### Information supplied:
========

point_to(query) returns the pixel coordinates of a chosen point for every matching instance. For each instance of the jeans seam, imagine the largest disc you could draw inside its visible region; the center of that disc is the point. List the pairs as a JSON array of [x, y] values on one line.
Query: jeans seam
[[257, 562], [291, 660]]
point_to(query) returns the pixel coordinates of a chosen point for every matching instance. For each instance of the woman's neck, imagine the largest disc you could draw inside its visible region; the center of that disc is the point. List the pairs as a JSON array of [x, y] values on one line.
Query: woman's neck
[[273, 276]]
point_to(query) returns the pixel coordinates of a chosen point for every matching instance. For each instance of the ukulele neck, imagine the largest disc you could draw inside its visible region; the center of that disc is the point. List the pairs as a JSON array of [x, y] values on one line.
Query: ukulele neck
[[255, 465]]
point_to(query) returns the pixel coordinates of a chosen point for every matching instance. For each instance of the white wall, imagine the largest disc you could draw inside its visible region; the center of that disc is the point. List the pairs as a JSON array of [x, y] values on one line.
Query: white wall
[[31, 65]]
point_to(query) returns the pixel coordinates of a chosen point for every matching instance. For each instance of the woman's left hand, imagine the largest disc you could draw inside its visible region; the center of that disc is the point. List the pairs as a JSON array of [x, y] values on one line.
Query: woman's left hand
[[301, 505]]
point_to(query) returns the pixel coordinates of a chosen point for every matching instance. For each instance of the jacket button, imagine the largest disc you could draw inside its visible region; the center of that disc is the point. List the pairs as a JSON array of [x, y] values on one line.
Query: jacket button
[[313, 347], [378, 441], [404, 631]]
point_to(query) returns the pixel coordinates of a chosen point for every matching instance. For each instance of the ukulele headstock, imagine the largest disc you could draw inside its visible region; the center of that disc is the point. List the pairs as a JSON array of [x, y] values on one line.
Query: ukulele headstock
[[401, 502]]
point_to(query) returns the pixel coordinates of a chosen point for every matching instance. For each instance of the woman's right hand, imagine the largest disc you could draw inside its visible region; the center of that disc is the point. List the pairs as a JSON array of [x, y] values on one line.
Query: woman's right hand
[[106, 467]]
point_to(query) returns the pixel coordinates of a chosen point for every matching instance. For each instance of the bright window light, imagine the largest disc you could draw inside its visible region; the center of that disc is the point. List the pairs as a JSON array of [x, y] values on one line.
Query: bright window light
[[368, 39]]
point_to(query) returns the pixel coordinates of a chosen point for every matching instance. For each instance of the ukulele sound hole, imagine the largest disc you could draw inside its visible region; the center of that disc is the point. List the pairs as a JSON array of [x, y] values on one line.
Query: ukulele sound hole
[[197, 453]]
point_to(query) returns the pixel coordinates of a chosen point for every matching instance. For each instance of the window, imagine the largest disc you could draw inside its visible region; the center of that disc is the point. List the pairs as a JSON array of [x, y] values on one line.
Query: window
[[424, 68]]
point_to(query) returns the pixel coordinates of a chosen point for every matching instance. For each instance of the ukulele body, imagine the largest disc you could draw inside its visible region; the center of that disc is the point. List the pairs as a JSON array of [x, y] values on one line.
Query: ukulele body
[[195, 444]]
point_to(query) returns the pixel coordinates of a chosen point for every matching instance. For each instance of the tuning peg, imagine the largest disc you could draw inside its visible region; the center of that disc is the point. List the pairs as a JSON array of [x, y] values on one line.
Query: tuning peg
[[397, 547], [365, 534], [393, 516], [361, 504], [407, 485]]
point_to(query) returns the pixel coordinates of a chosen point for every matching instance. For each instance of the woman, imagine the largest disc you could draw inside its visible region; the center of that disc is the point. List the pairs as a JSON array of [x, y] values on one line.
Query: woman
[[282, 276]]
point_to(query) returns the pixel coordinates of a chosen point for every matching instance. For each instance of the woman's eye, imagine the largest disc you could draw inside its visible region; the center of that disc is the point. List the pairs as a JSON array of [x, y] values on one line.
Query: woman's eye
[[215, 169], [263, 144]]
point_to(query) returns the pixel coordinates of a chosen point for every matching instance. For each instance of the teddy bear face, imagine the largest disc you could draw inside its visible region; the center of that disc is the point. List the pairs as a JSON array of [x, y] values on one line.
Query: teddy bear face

========

### Activity:
Transcribe the entire listing. Leave every word as it is.

### Solution for this exercise:
point_to(query) returns the pixel coordinates of a chosen point for every matching instance. For each instance of the jeans seam, imagine the largest disc you could draw inside its visible region; the center of that disc is the point. List the pairs as a JSON array of [x, y] values on one line.
Query: jeans seam
[[257, 562], [291, 660]]
point_to(query) returns the pixel coordinates of a chosen point for every matching instance. For each instance of the woman's neck, imagine the largest disc you could draw inside its visible region; the center of that disc is the point. List the pairs as a JSON array of [x, y] values on one line.
Query: woman's neck
[[273, 276]]
point_to(query) returns the pixel coordinates of a chosen point for every matching instance. For each instance of the ukulele neck, imagine the largest disc you could draw inside its visible region; the center of that disc is the point. List the pairs as a JSON array of [x, y] values on one line.
Query: ukulele neck
[[255, 465]]
point_to(query) returns the pixel coordinates of a chosen point for every matching instance. For each instance of the white wall, imagine the largest disc you could draw inside its visible region; the center of that disc is the point. List the pairs as a JSON array of [x, y] values on one line.
Query: white wall
[[31, 65]]
point_to(query) returns the pixel coordinates of a chosen point for every matching instance. For each instance of the woman's left hand, imagine the largest disc you could draw inside its visible region; the center of that disc is the point. List the pairs as a JSON array of [x, y] values on one line.
Query: woman's left hand
[[301, 505]]
point_to(query) returns the pixel coordinates of a chosen point for every matching instance. For each instance of the jacket button, imagine the largest disc you could draw inside its visible region; the center of that disc is the point. List the pairs as a JSON array of [x, y] values on one line.
Query: jacket button
[[313, 347], [378, 441], [404, 631]]
point_to(query) returns the pixel coordinates of a chosen point for every matching instance. For each instance of the ukulele headstock, imagine the largest disc you could draw inside its visible region; the center of that disc is the point. List the pairs as a JSON array of [x, y] values on one line.
Query: ukulele headstock
[[401, 502]]
point_to(query) returns the pixel coordinates of a chosen point for every matching instance. For each instance of the woman's right hand, imagine the largest disc you could draw inside its visible region; the center of that disc is the point. List the pairs as a JSON array of [x, y] values on one line.
Query: woman's right hand
[[106, 467]]
point_to(query) returns the pixel coordinates of a chosen point for every matching instance. For each instance of the bright window light, imagine the largest disc you could draw inside its visible region; the center of that disc is the point. List the pairs as a JSON array of [x, y] values on one line.
Query: bright window light
[[368, 39]]
point_to(query) returns the pixel coordinates of a chosen point for every matching instance. For each instance of the ukulele sound hole, imagine the largest disc you could draw inside its visible region; the center of that disc is the point. List the pairs as a JSON array of [x, y] values on one line.
Query: ukulele sound hole
[[197, 453]]
point_to(query) returns the pixel coordinates of a chosen point for every matching instance. For each instance of the window, imagine the largest disc you could draw inside its visible region; the center of that disc is the point. List the pairs as a JSON array of [x, y] values on one line.
Query: window
[[424, 68]]
point_to(query) returns the pixel coordinates of a chosen point for every matching instance. For each instance of the ukulele body, imagine the largest disc you could draw inside its visible region; the center of that disc is the point. List the pairs as a JSON array of [x, y] values on one line.
Query: ukulele body
[[195, 444]]
point_to(query) returns the pixel coordinates of a chosen point for every matching instance. For each instance of the tuning peg, imagine the largest disc you could draw inside its visible region; the center of that disc is the point. List the pairs as a JSON array of [x, y] values on one line.
Query: tuning peg
[[397, 547], [365, 534], [393, 516], [361, 504], [407, 485]]
point_to(query) returns the pixel coordinates of a chosen point for every matching instance. For each instance of the woman, imagine the largest disc you could draw inside its visible region; the center of that disc is the point. List the pairs as a JSON array of [x, y] values on one line.
Query: woman
[[282, 276]]
point_to(query) returns the pixel coordinates of a chosen point for every matching instance. For each instance of the woman's eye, imagine the largest disc you could draw inside its visible region; the center of that disc is the point. List the pairs as a JSON array of [x, y] values on one line.
Query: woman's eye
[[215, 169], [263, 144]]
point_to(query) returns the pixel coordinates of a chosen point for every matching instance. For each instance of the teddy bear face, imagine the largest disc you could draw inside its visible region; the center of that disc is the point. List the pairs as a JSON array of [x, y] values on one line.
Query: teddy bear face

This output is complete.